» **WHAT THE TASK REQUIRES**
Retype each record exactly.

» **EXTRACTED MATERIAL**
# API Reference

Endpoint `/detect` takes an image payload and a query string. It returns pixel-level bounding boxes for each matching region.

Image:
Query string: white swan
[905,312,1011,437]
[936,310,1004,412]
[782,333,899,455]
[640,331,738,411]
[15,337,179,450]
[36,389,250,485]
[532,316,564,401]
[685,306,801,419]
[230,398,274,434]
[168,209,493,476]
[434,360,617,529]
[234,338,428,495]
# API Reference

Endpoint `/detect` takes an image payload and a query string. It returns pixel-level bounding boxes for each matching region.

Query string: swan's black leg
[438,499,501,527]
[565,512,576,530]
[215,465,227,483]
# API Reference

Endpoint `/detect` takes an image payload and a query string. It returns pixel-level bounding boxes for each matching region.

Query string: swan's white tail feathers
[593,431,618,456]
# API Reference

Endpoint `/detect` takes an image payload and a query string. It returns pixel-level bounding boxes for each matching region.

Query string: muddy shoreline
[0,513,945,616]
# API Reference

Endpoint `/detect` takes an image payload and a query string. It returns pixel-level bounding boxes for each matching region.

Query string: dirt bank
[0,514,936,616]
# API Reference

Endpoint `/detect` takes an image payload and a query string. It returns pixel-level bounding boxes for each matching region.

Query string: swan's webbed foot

» **SOLUTION TO THIS PROBLEM**
# API Reference

Endpoint `/detect` takes an image payload and a query string. It returns pixel-level bounding boxes for each matching region.

Image:
Query string: white swan
[905,312,1011,437]
[936,310,1004,412]
[782,333,899,455]
[640,331,738,411]
[15,337,179,450]
[36,389,250,485]
[532,316,564,401]
[685,306,801,419]
[230,398,274,434]
[168,209,493,476]
[434,360,617,529]
[234,338,428,495]
# API Reference

Endpoint `/detect` takes an image payload and a query string. It returns pixel-level bounding boxes for each matching region.

Query string: swan's black leg
[438,499,501,527]
[565,512,576,530]
[215,465,227,483]
# API Reference

Endpoint `/detect` takes an image payload and a query string. It returns pixel-level bounding boxes for each matching region.

Query string: swan's white tail feathers
[593,431,618,456]
# API Reference

Endpoint `/detect` takes an image payload and a query string. It returns pixel-level bounding boxes for each matching region.

Query string: muddy shoreline
[0,513,945,616]
# API Reference

Endpoint `/detect` takes an image payload and a query string. It returns pixel-level bounding boxes for each matching region.

Query string: dirt bank
[0,514,936,616]
# API Reference

Endpoint `/detect` takes an image payload and a query string. It returns pixel-level bounding boxes for each matching region.

Query string: swan's webbed foot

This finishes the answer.